● **Consigne a**:
D'après l'article sur le Groenland, quel droit du Groenland le Parlement européen a-t-il réaffirmé soutenir lors de la session plénière de mai ?

● **Document source**:

-.-.-

Groenland : l’Union Européenne défend la souveraineté face à l’appétit d’une grande puissance

, par Maëlle Aillet

Groenland : l'Union Européenne défend la souveraineté face à l'appétit d'une grande puissance
Ignazio Roberto Marino (Verts/ALE) lors de sa prise de parole le 6 mai 2025 © European Union 2025 - Source : EP

Alors que les tensions géopolitiques s’intensifient en Arctique, le Parlement européen a réaffirmé, lors de la session plénière du mois de mai, son soutien au droit du Groenland à choisir son destin. Donald Trump, depuis sa réélection en janvier 2025 à la tête de la première puissance mondiale, a affirmé sa volonté d’annexer le Groenland, afin de répondre à des enjeux à la fois économiques et militaires. Dans l’hémicycle, le 6 mai, un consensus rare s’est dégagé, chaque eurodéputé souligne l’importance de l’autodétermination du peuple groenlandais.

-.-.-

(Entrées de données collectées)
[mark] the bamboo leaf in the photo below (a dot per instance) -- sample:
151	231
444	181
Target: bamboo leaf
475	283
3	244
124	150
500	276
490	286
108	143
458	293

-.-.-

● **Consigne b**:
Transforme les lignes de la liste de données ci-dessus en liste numérotée, sans les lignes vides.

● **Réponse a**:
Son droit à choisir son destin.

● **Réponse b**:
1. [mark] the bamboo leaf in the photo below (a dot per instance) -- sample:
2. 151	231
3. 444	181
4. Target: bamboo leaf
5. 475	283
6. 3	244
7. 124	150
8. 500	276
9. 490	286
10. 108	143
11. 458	293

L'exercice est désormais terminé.